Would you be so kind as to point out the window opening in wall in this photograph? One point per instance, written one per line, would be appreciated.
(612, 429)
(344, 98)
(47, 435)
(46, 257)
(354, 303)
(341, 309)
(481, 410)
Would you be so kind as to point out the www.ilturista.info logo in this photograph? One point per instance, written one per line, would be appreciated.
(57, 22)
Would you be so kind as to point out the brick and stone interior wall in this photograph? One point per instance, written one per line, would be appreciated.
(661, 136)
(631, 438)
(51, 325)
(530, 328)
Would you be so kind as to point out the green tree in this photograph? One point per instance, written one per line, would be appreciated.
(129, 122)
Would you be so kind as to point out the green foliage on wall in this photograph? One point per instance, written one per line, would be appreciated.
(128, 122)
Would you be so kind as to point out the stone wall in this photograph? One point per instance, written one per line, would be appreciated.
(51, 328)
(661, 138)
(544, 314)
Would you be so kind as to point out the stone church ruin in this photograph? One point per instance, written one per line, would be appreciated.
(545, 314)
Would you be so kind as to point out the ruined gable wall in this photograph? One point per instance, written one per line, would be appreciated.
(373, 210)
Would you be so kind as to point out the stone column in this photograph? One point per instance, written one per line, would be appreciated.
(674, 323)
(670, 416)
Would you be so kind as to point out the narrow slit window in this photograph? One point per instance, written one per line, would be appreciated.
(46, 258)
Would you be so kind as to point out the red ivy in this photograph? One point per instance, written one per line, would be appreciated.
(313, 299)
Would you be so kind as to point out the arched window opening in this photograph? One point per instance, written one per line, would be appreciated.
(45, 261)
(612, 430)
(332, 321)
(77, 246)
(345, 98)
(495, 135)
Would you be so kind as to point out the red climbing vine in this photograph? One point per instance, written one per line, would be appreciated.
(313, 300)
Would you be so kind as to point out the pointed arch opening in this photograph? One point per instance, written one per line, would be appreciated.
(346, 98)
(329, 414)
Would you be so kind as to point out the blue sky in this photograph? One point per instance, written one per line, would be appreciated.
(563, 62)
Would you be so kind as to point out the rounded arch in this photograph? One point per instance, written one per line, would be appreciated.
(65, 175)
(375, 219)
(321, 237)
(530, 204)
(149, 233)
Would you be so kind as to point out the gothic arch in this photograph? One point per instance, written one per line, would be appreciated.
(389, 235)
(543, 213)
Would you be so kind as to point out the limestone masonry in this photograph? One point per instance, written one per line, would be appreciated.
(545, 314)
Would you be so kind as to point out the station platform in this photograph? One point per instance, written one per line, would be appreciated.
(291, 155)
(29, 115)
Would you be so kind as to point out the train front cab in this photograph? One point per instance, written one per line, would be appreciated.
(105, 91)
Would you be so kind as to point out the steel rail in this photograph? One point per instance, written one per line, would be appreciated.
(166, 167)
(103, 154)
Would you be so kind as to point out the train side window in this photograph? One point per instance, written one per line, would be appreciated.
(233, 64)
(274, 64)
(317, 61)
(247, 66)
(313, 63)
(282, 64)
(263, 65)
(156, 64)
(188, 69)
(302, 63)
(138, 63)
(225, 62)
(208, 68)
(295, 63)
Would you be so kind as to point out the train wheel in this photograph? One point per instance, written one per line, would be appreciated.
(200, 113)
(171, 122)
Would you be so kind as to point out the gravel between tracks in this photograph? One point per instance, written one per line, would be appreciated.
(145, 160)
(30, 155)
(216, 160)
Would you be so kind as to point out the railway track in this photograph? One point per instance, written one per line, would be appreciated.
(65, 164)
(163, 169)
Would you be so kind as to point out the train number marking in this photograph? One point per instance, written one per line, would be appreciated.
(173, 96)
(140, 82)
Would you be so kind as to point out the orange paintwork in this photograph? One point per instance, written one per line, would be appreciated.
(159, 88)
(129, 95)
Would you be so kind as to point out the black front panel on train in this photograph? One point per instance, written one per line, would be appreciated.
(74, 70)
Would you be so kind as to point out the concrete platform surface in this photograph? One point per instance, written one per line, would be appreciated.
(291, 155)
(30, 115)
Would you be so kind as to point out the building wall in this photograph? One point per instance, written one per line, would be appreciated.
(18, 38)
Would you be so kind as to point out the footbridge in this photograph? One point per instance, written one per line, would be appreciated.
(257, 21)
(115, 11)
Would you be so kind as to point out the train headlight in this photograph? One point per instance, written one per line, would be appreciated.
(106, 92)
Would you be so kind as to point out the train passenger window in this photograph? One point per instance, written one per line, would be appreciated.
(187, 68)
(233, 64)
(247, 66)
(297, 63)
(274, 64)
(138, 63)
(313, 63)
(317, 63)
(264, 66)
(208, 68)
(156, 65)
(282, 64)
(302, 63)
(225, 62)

- - - - -

(WHAT IS BEING ASKED):
Convert every line of the listing above into a Markdown table with the columns Row and Line. Number the rows in order and leave out blank lines.

(SOLUTION):
| Row | Line |
|---|---|
| 1 | Would you be so kind as to point out the window opening in wall in this photograph? One point per instance, written one per line, would be appreciated. |
| 2 | (612, 429) |
| 3 | (344, 98) |
| 4 | (47, 435) |
| 5 | (46, 257) |
| 6 | (354, 303) |
| 7 | (341, 309) |
| 8 | (481, 410) |
| 9 | Would you be so kind as to point out the www.ilturista.info logo in this photograph? One point per instance, written one per line, would be appreciated. |
| 10 | (57, 22) |
| 11 | Would you be so kind as to point out the brick and stone interior wall in this photograph? One point per instance, written one per line, would be appreciated. |
| 12 | (661, 136) |
| 13 | (631, 438) |
| 14 | (51, 325) |
| 15 | (530, 328) |
| 16 | Would you be so kind as to point out the green tree in this photograph? One point per instance, written one per line, would be appreciated. |
| 17 | (129, 122) |
| 18 | Would you be so kind as to point out the green foliage on wall in this photograph? One point per instance, written one per line, would be appreciated. |
| 19 | (128, 122) |
| 20 | Would you be so kind as to point out the stone wall in this photograph? One point per instance, written one per line, would be appreciated. |
| 21 | (51, 328) |
| 22 | (661, 138) |
| 23 | (544, 314) |
| 24 | Would you be so kind as to point out the stone church ruin in this photograph? One point per instance, written one per line, would be appreciated. |
| 25 | (545, 314) |
| 26 | Would you be so kind as to point out the ruined gable wall in this photograph? One point per instance, written one per line, would be appreciated. |
| 27 | (373, 210) |
| 28 | Would you be so kind as to point out the stone column in this photograph? One point per instance, written one per line, would be appreciated. |
| 29 | (674, 323) |
| 30 | (670, 416) |
| 31 | Would you be so kind as to point out the narrow slit window in this photograph? One point per instance, written one per line, would be appreciated. |
| 32 | (46, 258) |
| 33 | Would you be so kind as to point out the red ivy in this photograph? One point per instance, written one per line, would be appreciated. |
| 34 | (313, 299) |
| 35 | Would you be so kind as to point out the arched window opening in this photograph? One point per instance, written one per line, would be appreciated. |
| 36 | (45, 261) |
| 37 | (612, 430) |
| 38 | (332, 321) |
| 39 | (77, 246) |
| 40 | (345, 98) |
| 41 | (495, 135) |
| 42 | Would you be so kind as to point out the red climbing vine in this photograph? One point per instance, written one per line, would be appreciated. |
| 43 | (313, 300) |
| 44 | Would you be so kind as to point out the pointed arch opening in this photograph? One point per instance, written one per line, would be appreciated. |
| 45 | (346, 98) |
| 46 | (329, 414) |
| 47 | Would you be so kind as to point out the blue sky in this photograph? One point per instance, written one per line, would be appreciated. |
| 48 | (563, 62) |
| 49 | Would you be so kind as to point out the rounded arch in this photograph? One point per instance, written one per line, would be appreciated. |
| 50 | (65, 175) |
| 51 | (375, 219) |
| 52 | (321, 237) |
| 53 | (530, 204) |
| 54 | (149, 233) |
| 55 | Would you be so kind as to point out the gothic arch in this photograph? One point per instance, written one per line, would be appreciated. |
| 56 | (389, 235) |
| 57 | (543, 213) |
| 58 | Would you be so kind as to point out the limestone masonry in this photograph? One point per instance, written one per line, would be appreciated. |
| 59 | (545, 314) |
| 60 | Would you be so kind as to point out the station platform in this photograph? One point per instance, written one per line, would be appreciated. |
| 61 | (291, 155) |
| 62 | (29, 115) |
| 63 | Would you be so kind as to point out the train front cab in this photograph? One point per instance, written one per line, would be appreciated. |
| 64 | (105, 91) |
| 65 | Would you be so kind as to point out the steel rail in this photograph? One point per instance, written one per line, would be appreciated. |
| 66 | (166, 167) |
| 67 | (103, 154) |
| 68 | Would you be so kind as to point out the train side window in this photograph? One point per instance, written one per line, would be appreciated. |
| 69 | (233, 64) |
| 70 | (274, 64) |
| 71 | (317, 61) |
| 72 | (247, 66) |
| 73 | (313, 63) |
| 74 | (282, 64) |
| 75 | (263, 65) |
| 76 | (156, 64) |
| 77 | (188, 69) |
| 78 | (302, 63) |
| 79 | (138, 63) |
| 80 | (225, 62) |
| 81 | (208, 68) |
| 82 | (295, 63) |
| 83 | Would you be so kind as to point out the train wheel in this photograph? One point per instance, written one per line, would be appreciated. |
| 84 | (200, 113) |
| 85 | (171, 122) |
| 86 | Would you be so kind as to point out the gravel between tracks in this photograph? One point per instance, written one per line, would be appreciated. |
| 87 | (145, 160) |
| 88 | (30, 155) |
| 89 | (216, 160) |
| 90 | Would you be so kind as to point out the railway track in this photograph? One point per instance, written one per line, would be appreciated. |
| 91 | (65, 164) |
| 92 | (163, 169) |
| 93 | Would you be so kind as to point out the train number marking in this photograph? One point per instance, written one per line, would be appreciated. |
| 94 | (173, 96) |
| 95 | (140, 82) |
| 96 | Would you be so kind as to point out the orange paintwork in this photograph? One point per instance, written one per line, would be appreciated. |
| 97 | (159, 88) |
| 98 | (129, 95) |
| 99 | Would you be so kind as to point out the black front panel on train in this photograph? One point per instance, written one per line, would be appreciated. |
| 100 | (74, 70) |
| 101 | Would you be so kind as to point out the concrete platform surface in this photograph? One point per instance, written one per line, would be appreciated. |
| 102 | (291, 155) |
| 103 | (30, 115) |
| 104 | Would you be so kind as to point out the building wall in this photograph? One point per instance, written one per line, would be appreciated. |
| 105 | (18, 38) |
| 106 | Would you be so kind as to point out the footbridge in this photograph? One point per instance, written one per line, would be appreciated. |
| 107 | (257, 21) |
| 108 | (115, 11) |
| 109 | Would you be so kind as to point out the train headlight in this photograph? One point per instance, written one per line, would be appreciated. |
| 110 | (106, 92) |
| 111 | Would you be so kind as to point out the train passenger window in this photograph? One point per instance, written one per line, would be appreciated. |
| 112 | (187, 68) |
| 113 | (233, 64) |
| 114 | (247, 66) |
| 115 | (297, 63) |
| 116 | (274, 64) |
| 117 | (138, 63) |
| 118 | (313, 63) |
| 119 | (317, 63) |
| 120 | (264, 66) |
| 121 | (208, 68) |
| 122 | (156, 65) |
| 123 | (282, 64) |
| 124 | (302, 63) |
| 125 | (225, 62) |